TASK INSTRUCTIONS —
a – Please transcribe the Gander Social piece word for word, everything from "Canada has spent" down to "extraction, not community.".
b – Pick up the Gander Social piece after its final sentence and continue writing it.

PAGE EXCERPT —

Canada has spent the last decade renting its digital town square from foreign landlords, then acting surprised when the walls move, the rules change, and the lights flicker every time policy shifts south of the border. That low-grade anxiety is the real origin story behind Gander Social. Not outrage. Not noise. A decision. While managing social media for the Elbows Up Canada movement on Parliament Hill, Ben Waldman watched good-faith civic dialogue drown under trolling, manipulation, and tools built for extraction, not community.
Gander Social launched in Ottawa in 2025 with a premise Big Tech hates because it cannot be optimized away. If privacy, data sovereignty, and healthy discourse actually matter, the business model has to change first. Incorporated as a Public Benefit Company under British Columbia law, Gander chose subscriptions over surveillance and community ownership over venture pressure. No behavioral ads. No data resale. No dark patterns pretending to be growth while trust quietly bleeds out.
That philosophy just met the market, and the market answered fast. Gander raised $1.5M CAD through equity crowdfunding on FrontFundr, hitting its target in 8 days and bringing in 2,000+ Canadian investors. Demand did not slow. The round extended to a $2.5M CAD max through Jan 31, 2026, with another ~$300K already processing. This was not momentum fueled by hype. This was velocity driven by alignment.

Data records:
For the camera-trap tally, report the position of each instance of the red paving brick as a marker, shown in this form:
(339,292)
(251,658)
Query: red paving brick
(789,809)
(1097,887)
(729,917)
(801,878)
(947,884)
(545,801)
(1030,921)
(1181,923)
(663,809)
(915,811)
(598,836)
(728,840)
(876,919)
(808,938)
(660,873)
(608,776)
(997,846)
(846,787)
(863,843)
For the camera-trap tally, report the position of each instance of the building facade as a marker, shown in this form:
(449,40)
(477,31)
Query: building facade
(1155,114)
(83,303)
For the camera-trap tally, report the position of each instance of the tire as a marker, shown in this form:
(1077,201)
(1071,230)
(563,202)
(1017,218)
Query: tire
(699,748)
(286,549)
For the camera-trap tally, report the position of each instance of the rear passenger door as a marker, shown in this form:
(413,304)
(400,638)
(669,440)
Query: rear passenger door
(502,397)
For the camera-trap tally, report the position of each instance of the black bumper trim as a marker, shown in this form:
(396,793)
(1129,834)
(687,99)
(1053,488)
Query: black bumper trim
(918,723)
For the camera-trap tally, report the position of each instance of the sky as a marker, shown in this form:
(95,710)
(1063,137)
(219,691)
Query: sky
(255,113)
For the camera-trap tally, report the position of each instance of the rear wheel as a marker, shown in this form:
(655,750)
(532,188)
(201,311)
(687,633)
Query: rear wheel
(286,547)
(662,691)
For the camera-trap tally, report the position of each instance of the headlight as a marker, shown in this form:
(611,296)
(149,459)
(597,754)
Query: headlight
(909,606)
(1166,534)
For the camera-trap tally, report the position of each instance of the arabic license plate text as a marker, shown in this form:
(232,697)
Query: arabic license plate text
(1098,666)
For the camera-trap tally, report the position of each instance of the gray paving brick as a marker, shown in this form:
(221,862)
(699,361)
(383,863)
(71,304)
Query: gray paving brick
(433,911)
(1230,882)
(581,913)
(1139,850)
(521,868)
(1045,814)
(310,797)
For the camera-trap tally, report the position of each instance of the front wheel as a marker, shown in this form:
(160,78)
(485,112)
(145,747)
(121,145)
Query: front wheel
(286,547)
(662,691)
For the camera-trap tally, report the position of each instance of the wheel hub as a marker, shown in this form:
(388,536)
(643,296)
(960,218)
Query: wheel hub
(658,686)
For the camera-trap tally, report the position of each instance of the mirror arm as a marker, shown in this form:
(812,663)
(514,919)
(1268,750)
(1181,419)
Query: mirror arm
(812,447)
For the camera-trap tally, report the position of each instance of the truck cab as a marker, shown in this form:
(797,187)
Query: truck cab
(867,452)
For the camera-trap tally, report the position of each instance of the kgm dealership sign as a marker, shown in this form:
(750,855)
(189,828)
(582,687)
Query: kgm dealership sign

TASK-BY-TASK RESULTS —
a –
Canada has spent the last decade renting its digital town square from foreign landlords, then acting surprised when the walls move, the rules change, and the lights flicker every time policy shifts south of the border. That low-grade anxiety is the real origin story behind Gander Social. Not outrage. Not noise. A decision. While managing social media for the Elbows Up Canada movement on Parliament Hill, Ben Waldman watched good-faith civic dialogue drown under trolling, manipulation, and tools built for extraction, not community.

b –
The signal showed up even earlier. More than 34,000 Canadians signed up organically before the campaign launched. Zero paid ads. Zero influencer theater. Just people tired of being the product. The opportunity is not abstract. Over 30M Canadians spend hours every day on social platforms. Gander’s initial target of 500,000 users is ambitious, measured, and refreshingly uninterested in empty scale.
Under the hood, James Walker built the platform on the AT Protocol, the same open standard powering Bluesky, giving users real data portability and the choice to stay sovereign or federate outward. Hosting stays on Canadian soil with ThinkOn. Identity verification integrates Canadian infrastructure through Interac and Canada Post. This is what architecture looks like when values are enforced by design, not policy posts.
Operational discipline comes from Jennifer Mitchell, scaling without breaking culture. The advisory bench runs deep, including Arlene Dickinson, Amber Mac, Blaine Cook, and Taylor Owen, reinforcing that this is a long game built for trust, not dopamine.
Gander is not chasing global domination. It is reminding Canada what ownership feels like when the digital town square actually belongs to the people standing in it.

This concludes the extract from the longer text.